*Written exercise*.
Change every occurrence of "single dot" to "single point" in the listing below and leave everything else as it is.
--- Start Entries supplied ---
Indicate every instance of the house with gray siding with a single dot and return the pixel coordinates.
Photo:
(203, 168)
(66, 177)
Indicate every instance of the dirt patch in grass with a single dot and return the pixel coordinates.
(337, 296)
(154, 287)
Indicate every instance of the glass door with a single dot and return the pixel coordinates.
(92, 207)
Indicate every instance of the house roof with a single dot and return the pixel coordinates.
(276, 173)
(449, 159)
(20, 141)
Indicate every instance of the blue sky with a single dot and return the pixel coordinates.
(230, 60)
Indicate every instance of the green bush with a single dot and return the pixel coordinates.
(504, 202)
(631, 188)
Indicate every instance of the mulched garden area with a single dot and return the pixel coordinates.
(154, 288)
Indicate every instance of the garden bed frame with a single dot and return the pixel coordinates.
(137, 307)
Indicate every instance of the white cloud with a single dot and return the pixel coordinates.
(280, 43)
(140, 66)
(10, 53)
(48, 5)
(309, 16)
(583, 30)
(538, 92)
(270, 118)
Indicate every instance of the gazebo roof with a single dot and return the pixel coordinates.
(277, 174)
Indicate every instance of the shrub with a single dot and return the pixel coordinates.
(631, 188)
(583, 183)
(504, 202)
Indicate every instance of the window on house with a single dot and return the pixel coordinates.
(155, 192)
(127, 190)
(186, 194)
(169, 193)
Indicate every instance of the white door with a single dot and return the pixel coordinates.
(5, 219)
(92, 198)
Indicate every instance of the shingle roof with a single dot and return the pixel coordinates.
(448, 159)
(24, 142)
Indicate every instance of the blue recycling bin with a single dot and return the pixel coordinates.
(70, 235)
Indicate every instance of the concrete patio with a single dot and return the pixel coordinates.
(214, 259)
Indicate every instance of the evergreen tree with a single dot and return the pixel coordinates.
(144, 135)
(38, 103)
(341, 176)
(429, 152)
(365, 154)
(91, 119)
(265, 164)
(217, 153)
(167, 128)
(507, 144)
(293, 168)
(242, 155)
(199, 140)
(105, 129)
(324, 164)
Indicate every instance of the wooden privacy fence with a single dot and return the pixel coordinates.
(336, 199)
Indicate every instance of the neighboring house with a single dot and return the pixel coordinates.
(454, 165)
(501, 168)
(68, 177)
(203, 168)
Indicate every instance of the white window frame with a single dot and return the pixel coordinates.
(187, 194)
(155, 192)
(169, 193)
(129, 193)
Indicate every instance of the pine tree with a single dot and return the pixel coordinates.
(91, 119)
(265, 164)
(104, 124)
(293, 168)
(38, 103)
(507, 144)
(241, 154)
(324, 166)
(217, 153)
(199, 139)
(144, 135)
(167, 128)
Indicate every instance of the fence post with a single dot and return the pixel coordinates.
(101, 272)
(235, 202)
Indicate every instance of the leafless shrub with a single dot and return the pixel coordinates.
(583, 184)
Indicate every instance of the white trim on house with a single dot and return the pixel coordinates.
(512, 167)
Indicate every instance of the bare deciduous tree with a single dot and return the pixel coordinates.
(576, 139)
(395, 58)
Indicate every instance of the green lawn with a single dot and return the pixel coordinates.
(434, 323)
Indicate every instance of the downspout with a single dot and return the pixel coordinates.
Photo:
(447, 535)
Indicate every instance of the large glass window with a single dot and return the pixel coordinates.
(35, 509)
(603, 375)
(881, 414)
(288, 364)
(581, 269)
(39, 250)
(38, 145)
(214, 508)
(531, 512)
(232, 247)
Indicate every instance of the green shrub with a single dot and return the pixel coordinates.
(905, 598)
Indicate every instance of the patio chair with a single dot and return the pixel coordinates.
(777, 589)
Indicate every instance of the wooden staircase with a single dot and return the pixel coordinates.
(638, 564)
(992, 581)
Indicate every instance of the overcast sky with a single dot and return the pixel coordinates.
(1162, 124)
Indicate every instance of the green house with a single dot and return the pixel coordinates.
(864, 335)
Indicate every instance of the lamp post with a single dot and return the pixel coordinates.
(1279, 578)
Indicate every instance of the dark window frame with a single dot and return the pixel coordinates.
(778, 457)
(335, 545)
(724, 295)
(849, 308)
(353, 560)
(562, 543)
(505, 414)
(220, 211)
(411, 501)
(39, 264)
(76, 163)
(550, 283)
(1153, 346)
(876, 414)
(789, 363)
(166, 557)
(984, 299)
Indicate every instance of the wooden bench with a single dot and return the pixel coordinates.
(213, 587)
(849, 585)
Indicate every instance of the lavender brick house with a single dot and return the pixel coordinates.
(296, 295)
--- End Entries supplied ---
*Full answer*.
Indicate every instance of the house with gray siding with a single point and return the pixel coordinates.
Photo:
(203, 168)
(66, 177)
Indicate every instance of the dirt patch in grass with a single point and return the pixel coordinates.
(337, 296)
(154, 287)
Indicate every instance of the glass door with a single point and return the pixel coordinates.
(92, 207)
Indicate every instance of the house roof with a single point and return the pixel coordinates.
(276, 173)
(449, 159)
(20, 141)
Indicate every instance of the blue sky with a single point and return the pixel coordinates.
(230, 60)
Indicate every instance of the green bush with a single point and return the pixel coordinates.
(504, 202)
(631, 188)
Indicate every instance of the mulched garden area with a single point and return the pixel coordinates.
(154, 288)
Indicate every instance of the garden bed frame with a single point and return the pixel coordinates.
(137, 307)
Indicate every instance of the white cloud with a single point and return the pixel coordinates.
(280, 43)
(140, 66)
(10, 53)
(48, 5)
(309, 16)
(583, 30)
(538, 92)
(270, 118)
Indicate every instance of the gazebo roof with a single point and return the pixel coordinates.
(277, 174)
Indicate every instance of the shrub with a single point and return the pixel coordinates.
(631, 188)
(583, 183)
(504, 202)
Indicate every instance of the window on house with a single point and return the pixel coordinates.
(155, 192)
(127, 190)
(186, 194)
(169, 193)
Indicate every instance of the white door with a single point and return the pixel coordinates.
(5, 219)
(92, 198)
Indicate every instance of the shingle roof with a single point and return the pixel coordinates.
(448, 159)
(24, 142)
Indicate every instance of the blue recycling bin with a single point and return the pixel coordinates.
(70, 235)
Indicate every instance of the concrete patio with a single point and return the pixel coordinates.
(214, 259)
Indicate every instance of the evergreen tree with a single point and return the pixel coordinates.
(144, 135)
(38, 103)
(341, 176)
(429, 152)
(365, 154)
(91, 119)
(265, 164)
(217, 153)
(167, 128)
(507, 144)
(293, 168)
(242, 155)
(199, 140)
(105, 129)
(324, 164)
Indicate every instance of the wooden privacy fence with a single point and return the pixel coordinates.
(336, 199)
Indicate every instance of the neighboring house with a single point and return the pixel coordinates.
(454, 165)
(501, 168)
(68, 177)
(203, 168)
Indicate every instance of the white window frame with a single point and return the pixel coordinates.
(187, 194)
(155, 192)
(169, 193)
(129, 193)
Indicate every instance of the pine tree with a single point and return the pixel coordinates.
(91, 119)
(265, 164)
(104, 124)
(293, 168)
(38, 103)
(507, 144)
(241, 154)
(324, 166)
(217, 153)
(199, 139)
(144, 135)
(167, 128)
Indicate every instance of the fence post with a single point and return the pixel coordinates.
(101, 272)
(235, 202)
Indicate every instance of the leafless shrub with a single point and return the pixel coordinates.
(583, 184)
Indicate every instance of the white trim on house with a single point and return the pixel coordinates.
(512, 167)
Indicate every instance of the bare deciduous tree with a single point and return the pixel coordinates.
(576, 139)
(395, 58)
Indicate every instance of the green lawn with a single point and return the pixel coordinates.
(434, 323)
Indicate every instance of the downspout with a single point and return the pixel coordinates.
Photo:
(447, 535)
Indicate every instance of the large glass window with a single point and return the pixel coordinates.
(35, 509)
(603, 375)
(881, 414)
(288, 364)
(581, 269)
(39, 250)
(38, 145)
(214, 508)
(531, 512)
(232, 247)
Indicate every instance of the green shrub with a single point and return the pixel coordinates.
(905, 598)
Indicate every instance of the patio chair with a single point and return the pixel coordinates.
(777, 589)
Indicate every instance of the wooden staircase with a single point and return the pixel coordinates.
(638, 564)
(992, 581)
Indicate every instance of the overcast sky with a single point and return the pixel coordinates.
(1162, 124)
Indicate every instance of the green house with a single point and return the pixel coordinates.
(864, 335)
Indicate every instance of the lamp post with a single point and return the pixel coordinates.
(1279, 578)
Indicate every instance of the dark window frame with a single point and return the pixel coordinates.
(778, 457)
(335, 545)
(724, 295)
(849, 308)
(353, 560)
(562, 543)
(505, 414)
(220, 211)
(411, 501)
(39, 264)
(76, 163)
(550, 283)
(1153, 346)
(876, 414)
(789, 363)
(166, 557)
(984, 299)
Indicate every instance of the wooden bench with a single point and return the pixel coordinates.
(213, 587)
(849, 585)
Indicate every instance of the lavender brick house with a single point and return the pixel coordinates.
(296, 295)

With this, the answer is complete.